* [Goal] Copy out each of the entries below word for word, with no changes to any line.

- - - - - - -

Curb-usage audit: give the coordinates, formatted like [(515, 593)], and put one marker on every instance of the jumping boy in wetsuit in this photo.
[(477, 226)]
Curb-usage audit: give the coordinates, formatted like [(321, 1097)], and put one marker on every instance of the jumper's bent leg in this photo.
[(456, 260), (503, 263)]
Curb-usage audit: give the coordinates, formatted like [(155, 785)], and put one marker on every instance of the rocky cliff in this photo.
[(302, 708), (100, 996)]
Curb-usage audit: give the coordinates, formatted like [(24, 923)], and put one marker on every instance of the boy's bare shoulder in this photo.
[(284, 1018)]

- - - - - - -

* [Response below]
Curb-usage audit: give the coordinates, formatted like [(515, 593)], and put one marker on every instance of the jumping boy in wetsuit in this photo.
[(477, 226)]
Curb-usage audit: give the coordinates, formatted like [(321, 1097)], and put one marker on every instance of the jumper's bent leg in this photo.
[(456, 260), (503, 263)]
Curb-usage audit: give the coordinates, formatted like [(155, 785)], and put one marker on every instance of the rocky cliff in this photo.
[(302, 708), (100, 996)]
Curb-usage audit: give the coordinates, formatted like [(24, 923)], and put one marker on every instance of the boy's bare shoulder in this photo.
[(284, 1018)]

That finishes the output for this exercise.